Can you quote the Ambre Energy article below word for word, from "By Ross Macfarlane" to "export sales pitch."?

# Source document
--- start ---

Caveat Investor
A new Sightline report details huge financial risks for Australian coal export startup
A new Sightline report details huge financial risks for Australian coal export startup.
By Ross Macfarlane
Climate Solutions
Ambre Energy, the start-up
Australian company backing two of the coal export proposals in the Northwest,
has been trying to pass itself off as a deep-pocketed player in the global coal
business. It has been promising hundreds of millions of dollars in
investments to local businesses and communities, while pushing agencies hard
for fast track approvals of their permit. The warning signals have been clear
for some time that Ambre may be more fast talk than substance, something we
highlighted in a post last fall: Take
a hard look at salesman before falling for coal export sales pitch.
Clark Williams-Derry at the
Sightline Institute has just completed a very detailed report that digs much
deeper, and shows that Ambre may be all hat and no cattle. This report, Ambre
Energy: Caveat Investor, paints a clear picture of a shaky startup
company with huge financial losses, no track record of success, failed business
ventures, bad business reputation and cloudy prospects. Ambre’s only hope
seems to be that regulators will ignore tens of thousands of public comments
and these clear warning signals and fast-track their permit applications,
giving them some slight chance of raising the more than a billion dollars
that they will need to complete these massive projects. Sightline’s report
raises serious questions that should be answered by investors, companies and
government officials that are considering doing business with Ambre or letting
them build huge projects in our community. Sightline’s report clearly
shows that anyone dealing with Ambre needs to understand that it is a
high risk gamble. As Greenpeace’s Joe Smyth puts it, Ambre faces an
enormous number of challenges trying to become “a
true planet-destroying coal titan.” They could almost earn our
sympathy (except for that part about destroying the planet).

--- end ---

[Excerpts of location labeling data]
--- start ---

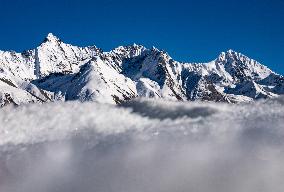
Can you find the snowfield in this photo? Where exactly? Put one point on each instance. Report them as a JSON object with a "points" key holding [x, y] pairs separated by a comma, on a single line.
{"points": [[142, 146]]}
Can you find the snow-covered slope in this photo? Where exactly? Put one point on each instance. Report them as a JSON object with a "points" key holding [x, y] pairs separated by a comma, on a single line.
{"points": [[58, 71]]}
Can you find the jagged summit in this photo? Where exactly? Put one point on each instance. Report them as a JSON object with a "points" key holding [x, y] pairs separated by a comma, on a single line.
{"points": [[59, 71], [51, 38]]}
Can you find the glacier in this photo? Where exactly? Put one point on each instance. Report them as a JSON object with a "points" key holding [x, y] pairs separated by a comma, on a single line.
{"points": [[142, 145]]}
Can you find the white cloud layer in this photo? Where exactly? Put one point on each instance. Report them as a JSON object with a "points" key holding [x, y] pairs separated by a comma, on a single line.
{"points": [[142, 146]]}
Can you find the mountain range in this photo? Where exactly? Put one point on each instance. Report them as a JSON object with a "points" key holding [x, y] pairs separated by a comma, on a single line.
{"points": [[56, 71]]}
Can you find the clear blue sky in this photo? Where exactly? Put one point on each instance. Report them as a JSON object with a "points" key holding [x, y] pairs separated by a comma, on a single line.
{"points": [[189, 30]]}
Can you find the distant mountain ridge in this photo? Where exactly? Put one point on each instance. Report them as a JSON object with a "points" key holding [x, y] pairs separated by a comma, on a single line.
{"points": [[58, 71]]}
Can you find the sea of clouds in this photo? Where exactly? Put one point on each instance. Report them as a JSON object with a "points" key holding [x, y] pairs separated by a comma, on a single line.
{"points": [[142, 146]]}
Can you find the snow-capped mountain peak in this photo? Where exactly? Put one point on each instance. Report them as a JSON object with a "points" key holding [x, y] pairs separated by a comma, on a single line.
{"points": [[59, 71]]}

--- end ---

# The solution
By Ross Macfarlane
Climate Solutions
Ambre Energy, the start-up
Australian company backing two of the coal export proposals in the Northwest,
has been trying to pass itself off as a deep-pocketed player in the global coal
business. It has been promising hundreds of millions of dollars in
investments to local businesses and communities, while pushing agencies hard
for fast track approvals of their permit. The warning signals have been clear
for some time that Ambre may be more fast talk than substance, something we
highlighted in a post last fall: Take
a hard look at salesman before falling for coal export sales pitch.